• **TASK OBJECTIVE**: Quote the whole listing word for word, please.

• **RECORDS PROVIDED**:
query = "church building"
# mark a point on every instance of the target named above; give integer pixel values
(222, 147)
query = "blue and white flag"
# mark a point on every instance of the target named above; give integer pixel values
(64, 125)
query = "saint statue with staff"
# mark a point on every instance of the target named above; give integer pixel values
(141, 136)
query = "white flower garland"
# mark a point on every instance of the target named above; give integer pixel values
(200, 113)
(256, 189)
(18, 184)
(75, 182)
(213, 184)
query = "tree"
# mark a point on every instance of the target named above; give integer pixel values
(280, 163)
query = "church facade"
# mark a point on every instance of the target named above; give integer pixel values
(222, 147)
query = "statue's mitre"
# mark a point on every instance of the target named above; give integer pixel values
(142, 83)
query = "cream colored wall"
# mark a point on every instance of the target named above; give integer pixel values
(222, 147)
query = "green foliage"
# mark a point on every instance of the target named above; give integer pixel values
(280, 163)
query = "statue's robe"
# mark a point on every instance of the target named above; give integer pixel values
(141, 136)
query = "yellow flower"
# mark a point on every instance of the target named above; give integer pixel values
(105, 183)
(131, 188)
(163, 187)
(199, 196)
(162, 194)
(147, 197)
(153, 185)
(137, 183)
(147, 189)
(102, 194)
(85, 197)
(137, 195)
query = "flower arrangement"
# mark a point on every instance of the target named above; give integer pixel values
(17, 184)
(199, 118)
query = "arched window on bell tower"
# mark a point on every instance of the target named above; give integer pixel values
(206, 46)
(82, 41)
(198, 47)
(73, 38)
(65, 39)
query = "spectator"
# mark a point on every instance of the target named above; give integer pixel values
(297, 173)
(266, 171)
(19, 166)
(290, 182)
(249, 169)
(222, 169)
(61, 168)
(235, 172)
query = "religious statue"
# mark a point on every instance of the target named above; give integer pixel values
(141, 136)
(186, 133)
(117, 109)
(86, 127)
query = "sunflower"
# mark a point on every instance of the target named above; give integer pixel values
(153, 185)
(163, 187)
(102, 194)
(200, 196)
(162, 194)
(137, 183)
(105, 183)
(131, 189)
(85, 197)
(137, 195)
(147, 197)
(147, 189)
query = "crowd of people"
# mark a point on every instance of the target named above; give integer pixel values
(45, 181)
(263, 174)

• **FULL SOLUTION**:
query = "church building"
# mark a point on every instance of the target named above; give integer pixel values
(222, 147)
query = "blue and white flag"
# mark a point on every instance of the target named above; give integer pixel values
(64, 125)
query = "saint statue with staff"
# mark a point on every instance of the target named above; give integer pixel values
(141, 136)
query = "white flower garland"
# mark a point on every instance of the target named above; give integer pixel values
(200, 113)
(256, 189)
(18, 184)
(75, 182)
(213, 184)
query = "tree"
# mark a point on every instance of the target named above; give integer pixel values
(280, 163)
query = "church facade"
# mark a point on every instance of the target named above; give integer pixel values
(222, 147)
query = "statue's mitre"
# mark a point on every instance of the target named above; give integer pixel values
(142, 83)
query = "cream colored wall"
# mark a point on every instance of the target named above; give integer pixel values
(222, 147)
query = "green foliage"
# mark a point on every instance of the target named above; give integer pixel values
(280, 163)
query = "statue's robe"
# mark a point on every instance of the target named above; give integer pixel values
(141, 136)
query = "yellow flower"
# mark a point on every instance of the target named above; give integer pixel values
(105, 183)
(131, 188)
(163, 187)
(199, 196)
(162, 194)
(147, 197)
(153, 185)
(137, 183)
(147, 189)
(102, 194)
(85, 197)
(137, 195)
query = "flower arrangement"
# mark a point on every instance of the target named above; give integer pixel values
(17, 184)
(199, 118)
query = "arched window on bell tower"
# mark a point on every instance of the target named above; give integer pixel values
(206, 46)
(82, 41)
(198, 47)
(73, 38)
(65, 39)
query = "spectator"
# mark a point on every instance of the target named above; give integer pixel values
(297, 173)
(266, 171)
(19, 166)
(290, 182)
(249, 169)
(222, 169)
(61, 168)
(235, 172)
query = "religious statue"
# mark a point on every instance of the target named above; give integer pixel values
(141, 136)
(186, 133)
(117, 109)
(86, 127)
query = "sunflower"
# mark a point on every instance of the target named above; give integer pixel values
(153, 185)
(163, 187)
(102, 194)
(200, 196)
(162, 194)
(137, 183)
(105, 183)
(131, 189)
(85, 197)
(137, 195)
(147, 197)
(147, 189)
query = "crowd of people"
# mark a point on every instance of the target named above; give integer pixel values
(45, 181)
(263, 174)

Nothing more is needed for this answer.